What Are The Responsibilities Of Our Elected Officials?

By Kim Yang

 

As the November elections approach, we wondered if our readers know exactly what each of our state’s elected officials are responsible for in the roles that they are campaigning for. Some have been in the positions before (incumbents) while newly elected officials will be taking on their responsibilities for the first time.

Take a look at each of the state and federal job responsibilities, and understand what is expected of each candidate before you choose who you believe can fill the role the best for Minnesota and our nation.

Governor

The Governor of Minnesota is the chief executive of the State of Minnesota, and lead the state’s executive branch. Forty people have been governor of Minnesota. State governors are elected to office by popular vote, but territorial governors were once appointed to the office by the United States president.

Similar to the U.S. President, the governor has veto power over bills passed by the Minnesota State Legislature. As in most states, but unlike the U.S. President, the governor can also make line-item vetoes, where specific provisions in bills can be stripped out while allowing the overall bill to be signed into law.

Since a 1958 amendment to the Minnesota Constitution, governors are elected to four-year terms, with no limits on the number of terms they may serve.
----
GOALS:
1. In the article on elected officials' responsibilities, swap "November" for "October" and write out everything from "What Are The" down to "the first time.".
2. According to the article on elected officials' responsibilities, how many people have been governor of Minnesota?
3. Go on with the article about elected officials' responsibilities from the point where it stops.
These lines have no connection to the article on elected officials.

Region labeling records:
----
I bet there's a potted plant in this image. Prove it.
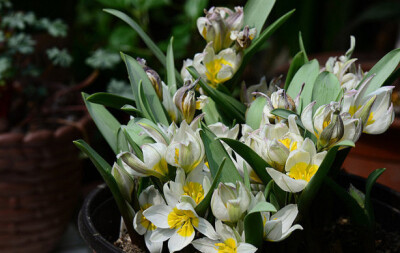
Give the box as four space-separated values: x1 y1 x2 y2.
0 1 95 252
75 0 400 252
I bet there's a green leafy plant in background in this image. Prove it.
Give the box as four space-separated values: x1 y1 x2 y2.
75 0 400 252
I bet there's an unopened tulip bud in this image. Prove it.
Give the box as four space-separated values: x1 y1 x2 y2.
173 81 197 124
137 58 163 101
317 110 344 150
111 163 134 202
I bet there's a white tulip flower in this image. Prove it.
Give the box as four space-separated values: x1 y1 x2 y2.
197 7 244 52
261 204 303 242
211 181 251 223
181 42 243 88
343 77 394 134
266 138 327 193
133 185 165 253
166 121 205 174
163 164 211 207
143 202 219 252
192 220 257 253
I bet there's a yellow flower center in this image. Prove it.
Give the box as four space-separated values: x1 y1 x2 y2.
153 158 168 176
140 203 157 231
206 58 232 88
349 105 375 126
289 162 318 182
183 182 204 204
349 105 361 116
168 207 199 237
278 138 297 151
175 148 179 164
215 238 237 253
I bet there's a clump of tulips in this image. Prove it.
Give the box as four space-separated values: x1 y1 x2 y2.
75 0 400 252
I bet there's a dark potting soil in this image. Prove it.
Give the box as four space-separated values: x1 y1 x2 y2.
114 217 400 253
324 217 400 253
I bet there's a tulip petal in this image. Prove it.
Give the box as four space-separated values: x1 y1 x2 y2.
192 238 218 253
144 231 163 253
266 168 307 193
150 228 175 242
168 230 195 252
300 101 316 133
236 243 257 253
271 204 299 232
143 205 172 228
133 211 147 235
195 217 219 240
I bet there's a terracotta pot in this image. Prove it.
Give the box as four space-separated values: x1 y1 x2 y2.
343 117 400 192
78 174 400 253
0 115 91 253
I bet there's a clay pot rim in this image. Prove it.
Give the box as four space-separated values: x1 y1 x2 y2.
0 110 92 144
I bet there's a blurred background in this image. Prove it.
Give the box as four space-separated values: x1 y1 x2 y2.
0 0 400 252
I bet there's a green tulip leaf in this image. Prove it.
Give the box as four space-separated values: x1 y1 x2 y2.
298 140 354 215
103 9 182 83
284 51 308 91
121 105 144 117
364 168 386 224
86 92 135 109
166 37 177 95
74 140 137 240
187 66 246 122
195 158 226 217
220 138 271 185
358 48 400 94
287 60 319 114
82 93 121 154
121 53 169 126
200 124 243 184
244 202 276 248
244 0 275 35
246 97 267 129
311 71 341 114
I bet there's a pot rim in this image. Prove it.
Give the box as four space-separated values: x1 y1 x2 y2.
78 183 123 253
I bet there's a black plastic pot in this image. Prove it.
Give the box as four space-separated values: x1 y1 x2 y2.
78 184 123 253
79 174 400 253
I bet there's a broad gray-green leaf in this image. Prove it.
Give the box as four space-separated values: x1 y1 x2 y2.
187 66 246 122
166 37 176 94
284 51 308 90
244 202 276 248
287 60 319 113
104 9 166 66
121 53 169 125
221 138 271 185
200 124 242 184
195 158 226 217
246 97 267 129
74 140 137 240
121 105 144 117
271 108 307 131
364 168 386 224
82 93 121 154
358 48 400 94
244 0 275 35
86 92 135 109
226 10 294 86
298 140 358 215
311 71 341 114
201 97 222 125
299 32 308 63
104 9 182 83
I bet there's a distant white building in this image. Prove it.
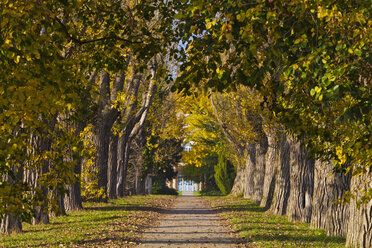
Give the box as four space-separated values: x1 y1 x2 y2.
167 141 202 191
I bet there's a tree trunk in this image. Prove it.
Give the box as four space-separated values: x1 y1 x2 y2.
116 134 130 197
346 168 372 248
244 144 256 200
49 190 66 217
253 132 268 203
0 167 22 234
107 134 119 199
287 137 314 222
260 133 279 209
270 133 290 215
0 214 22 234
311 160 351 236
231 163 245 195
93 71 125 201
64 175 83 211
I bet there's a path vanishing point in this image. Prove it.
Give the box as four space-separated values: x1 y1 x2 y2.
138 192 244 248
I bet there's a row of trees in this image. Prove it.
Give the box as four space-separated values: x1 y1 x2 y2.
0 0 372 247
177 0 372 247
0 1 185 233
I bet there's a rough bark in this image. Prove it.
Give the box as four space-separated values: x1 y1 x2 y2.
244 144 256 200
49 190 66 217
253 132 268 203
0 214 22 234
116 63 157 196
260 133 279 209
116 133 130 197
23 134 51 225
231 163 246 195
287 137 314 222
270 134 290 215
64 172 83 211
93 71 125 201
311 160 351 236
346 169 372 248
0 168 22 234
107 134 119 199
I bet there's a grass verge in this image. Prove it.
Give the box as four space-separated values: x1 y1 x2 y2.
204 196 345 248
0 195 175 247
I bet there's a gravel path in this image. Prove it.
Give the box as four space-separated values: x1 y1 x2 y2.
139 192 241 247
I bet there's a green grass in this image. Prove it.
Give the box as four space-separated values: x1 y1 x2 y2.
0 195 174 247
205 196 345 248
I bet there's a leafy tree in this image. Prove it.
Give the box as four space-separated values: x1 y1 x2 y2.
177 0 372 246
214 153 235 195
----
SOLVED PROBLEMS:
1.
What Are The Responsibilities Of Our Elected Officials?

By Kim Yang

 

As the October elections approach, we wondered if our readers know exactly what each of our state’s elected officials are responsible for in the roles that they are campaigning for. Some have been in the positions before (incumbents) while newly elected officials will be taking on their responsibilities for the first time.

2. Forty

3.
Attorney General

The Attorney General is the state’s chief legal officer and is an executive position elected by the voters for a four-year term.

The Office of the Minnesota Attorney General represents and provides legal advice to over 100 agencies, boards, and commissions of the government of Minnesota. The Office represents Minnesota in state and federal court, as well as in administrative adjudication and rulemaking hearings. The Office handles felony criminal appeals, advises local prosecutors in the conduct of criminal trials and handles cases at the request of local prosecutors. In addition, the Office issues formal opinions interpreting statutes for the agencies and political subdivisions of the state.

The Minnesota Attorney General is a member of the Minnesota Executive Council, the Minnesota Board of Investment, the Minnesota Board of Pardons, and the Minnesota Land Exchange Board.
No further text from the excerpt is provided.